--- REQUIREMENT ---
In the data below, find every line with the string "Target" and pull it out.

(Items from a data source)

###

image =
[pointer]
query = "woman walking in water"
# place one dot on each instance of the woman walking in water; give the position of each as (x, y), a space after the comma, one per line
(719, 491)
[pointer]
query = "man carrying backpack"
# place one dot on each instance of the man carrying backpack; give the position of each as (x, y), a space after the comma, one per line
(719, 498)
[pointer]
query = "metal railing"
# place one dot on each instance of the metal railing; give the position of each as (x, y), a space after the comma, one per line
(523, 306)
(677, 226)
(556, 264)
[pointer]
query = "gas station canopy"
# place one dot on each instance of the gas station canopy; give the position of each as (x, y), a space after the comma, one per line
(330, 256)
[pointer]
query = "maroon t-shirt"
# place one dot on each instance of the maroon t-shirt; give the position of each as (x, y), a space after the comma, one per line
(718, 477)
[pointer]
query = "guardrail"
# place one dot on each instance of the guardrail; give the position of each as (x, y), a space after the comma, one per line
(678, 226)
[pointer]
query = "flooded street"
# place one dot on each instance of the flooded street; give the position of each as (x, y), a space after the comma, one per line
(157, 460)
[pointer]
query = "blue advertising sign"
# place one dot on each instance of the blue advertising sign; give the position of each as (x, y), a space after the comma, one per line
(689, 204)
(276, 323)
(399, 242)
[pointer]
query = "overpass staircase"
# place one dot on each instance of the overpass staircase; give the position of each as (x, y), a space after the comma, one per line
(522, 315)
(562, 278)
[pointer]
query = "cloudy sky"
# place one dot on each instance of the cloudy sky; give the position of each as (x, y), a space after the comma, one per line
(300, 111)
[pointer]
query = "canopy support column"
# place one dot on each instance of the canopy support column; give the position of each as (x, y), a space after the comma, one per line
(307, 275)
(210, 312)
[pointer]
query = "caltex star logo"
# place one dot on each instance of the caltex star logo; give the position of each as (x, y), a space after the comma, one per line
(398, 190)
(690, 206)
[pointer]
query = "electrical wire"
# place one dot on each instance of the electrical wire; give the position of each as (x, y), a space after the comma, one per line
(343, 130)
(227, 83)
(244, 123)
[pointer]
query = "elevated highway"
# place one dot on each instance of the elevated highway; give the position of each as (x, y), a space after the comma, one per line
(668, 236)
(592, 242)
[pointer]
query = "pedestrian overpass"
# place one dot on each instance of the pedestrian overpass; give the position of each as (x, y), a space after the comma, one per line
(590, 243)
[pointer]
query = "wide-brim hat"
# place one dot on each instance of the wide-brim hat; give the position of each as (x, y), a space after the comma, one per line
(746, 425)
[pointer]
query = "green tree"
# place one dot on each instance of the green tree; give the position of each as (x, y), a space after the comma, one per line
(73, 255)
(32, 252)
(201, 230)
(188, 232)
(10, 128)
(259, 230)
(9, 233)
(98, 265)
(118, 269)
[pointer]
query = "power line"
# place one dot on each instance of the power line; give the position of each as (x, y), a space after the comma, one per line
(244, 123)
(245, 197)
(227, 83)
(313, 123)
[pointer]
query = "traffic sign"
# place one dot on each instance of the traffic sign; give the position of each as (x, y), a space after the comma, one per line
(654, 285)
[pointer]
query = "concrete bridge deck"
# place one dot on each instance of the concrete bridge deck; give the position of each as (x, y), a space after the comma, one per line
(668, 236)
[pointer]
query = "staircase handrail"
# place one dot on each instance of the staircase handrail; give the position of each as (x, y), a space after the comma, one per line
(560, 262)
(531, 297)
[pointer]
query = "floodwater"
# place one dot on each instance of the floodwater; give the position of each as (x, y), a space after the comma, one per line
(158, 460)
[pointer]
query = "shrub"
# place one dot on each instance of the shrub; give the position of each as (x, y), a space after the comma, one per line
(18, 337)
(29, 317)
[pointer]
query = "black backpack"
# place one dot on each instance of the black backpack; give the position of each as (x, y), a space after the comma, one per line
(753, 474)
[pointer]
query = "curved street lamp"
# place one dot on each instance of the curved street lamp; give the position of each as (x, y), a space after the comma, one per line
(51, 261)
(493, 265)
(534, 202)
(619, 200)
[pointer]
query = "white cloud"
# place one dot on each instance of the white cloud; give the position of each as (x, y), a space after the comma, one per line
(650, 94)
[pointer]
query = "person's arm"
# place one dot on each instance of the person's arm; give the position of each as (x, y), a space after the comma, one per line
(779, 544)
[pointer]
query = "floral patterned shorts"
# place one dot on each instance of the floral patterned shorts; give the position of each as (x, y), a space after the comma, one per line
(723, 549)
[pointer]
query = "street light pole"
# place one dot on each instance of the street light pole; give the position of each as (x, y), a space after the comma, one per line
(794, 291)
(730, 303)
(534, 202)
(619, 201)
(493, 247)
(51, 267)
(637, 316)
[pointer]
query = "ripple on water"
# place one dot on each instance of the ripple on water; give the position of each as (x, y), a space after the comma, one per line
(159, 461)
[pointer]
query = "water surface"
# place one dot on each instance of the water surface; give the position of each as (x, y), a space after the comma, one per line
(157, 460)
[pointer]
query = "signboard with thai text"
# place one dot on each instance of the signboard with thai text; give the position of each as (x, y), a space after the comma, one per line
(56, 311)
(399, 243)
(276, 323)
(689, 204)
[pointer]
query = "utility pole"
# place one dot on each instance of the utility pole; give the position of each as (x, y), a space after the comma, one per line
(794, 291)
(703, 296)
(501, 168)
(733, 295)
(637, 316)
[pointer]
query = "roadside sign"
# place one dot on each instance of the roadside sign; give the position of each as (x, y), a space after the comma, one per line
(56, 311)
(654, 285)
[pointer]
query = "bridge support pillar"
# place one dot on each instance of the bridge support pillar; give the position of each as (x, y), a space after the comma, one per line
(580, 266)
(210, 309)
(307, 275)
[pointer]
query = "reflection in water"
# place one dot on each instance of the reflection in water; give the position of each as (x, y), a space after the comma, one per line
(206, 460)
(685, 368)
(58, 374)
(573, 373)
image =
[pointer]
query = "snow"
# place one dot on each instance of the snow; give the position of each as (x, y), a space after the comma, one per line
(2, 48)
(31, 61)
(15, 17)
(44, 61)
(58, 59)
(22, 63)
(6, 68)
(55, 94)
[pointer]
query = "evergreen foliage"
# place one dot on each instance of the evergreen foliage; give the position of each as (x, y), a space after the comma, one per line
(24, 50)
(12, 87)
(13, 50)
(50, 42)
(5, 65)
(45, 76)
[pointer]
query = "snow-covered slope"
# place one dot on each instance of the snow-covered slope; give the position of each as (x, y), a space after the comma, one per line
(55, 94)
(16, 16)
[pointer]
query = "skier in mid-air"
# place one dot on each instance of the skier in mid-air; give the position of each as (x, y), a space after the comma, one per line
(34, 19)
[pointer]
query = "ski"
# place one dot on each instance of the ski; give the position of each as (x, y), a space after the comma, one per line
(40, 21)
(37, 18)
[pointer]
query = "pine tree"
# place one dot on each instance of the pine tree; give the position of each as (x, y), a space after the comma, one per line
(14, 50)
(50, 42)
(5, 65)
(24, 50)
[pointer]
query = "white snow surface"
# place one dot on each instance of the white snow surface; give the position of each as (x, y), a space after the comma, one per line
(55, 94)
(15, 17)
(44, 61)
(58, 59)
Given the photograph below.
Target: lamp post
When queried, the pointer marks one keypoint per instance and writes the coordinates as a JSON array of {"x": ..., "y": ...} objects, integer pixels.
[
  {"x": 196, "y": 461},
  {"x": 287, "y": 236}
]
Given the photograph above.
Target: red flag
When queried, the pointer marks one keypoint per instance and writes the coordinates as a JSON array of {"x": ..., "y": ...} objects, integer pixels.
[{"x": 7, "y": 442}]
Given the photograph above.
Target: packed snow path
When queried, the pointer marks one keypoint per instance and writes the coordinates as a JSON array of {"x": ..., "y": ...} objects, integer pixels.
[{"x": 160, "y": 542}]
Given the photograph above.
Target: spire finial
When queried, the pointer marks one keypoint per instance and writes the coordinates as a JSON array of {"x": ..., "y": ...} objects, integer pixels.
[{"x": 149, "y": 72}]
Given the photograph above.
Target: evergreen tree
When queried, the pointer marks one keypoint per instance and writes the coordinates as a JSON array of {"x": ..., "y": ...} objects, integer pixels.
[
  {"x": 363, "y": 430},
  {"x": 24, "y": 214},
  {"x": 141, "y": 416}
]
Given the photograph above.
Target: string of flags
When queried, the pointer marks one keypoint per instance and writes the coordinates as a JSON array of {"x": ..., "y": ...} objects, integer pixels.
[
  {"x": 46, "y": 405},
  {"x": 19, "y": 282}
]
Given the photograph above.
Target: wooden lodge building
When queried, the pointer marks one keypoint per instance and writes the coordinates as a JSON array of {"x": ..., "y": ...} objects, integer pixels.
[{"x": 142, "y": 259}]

###

--- SOLUTION FOR THIS EXERCISE ---
Target: lamp post
Target: red flag
Target: packed snow path
Target: spire finial
Target: evergreen tree
Target: string of flags
Target: wooden lodge building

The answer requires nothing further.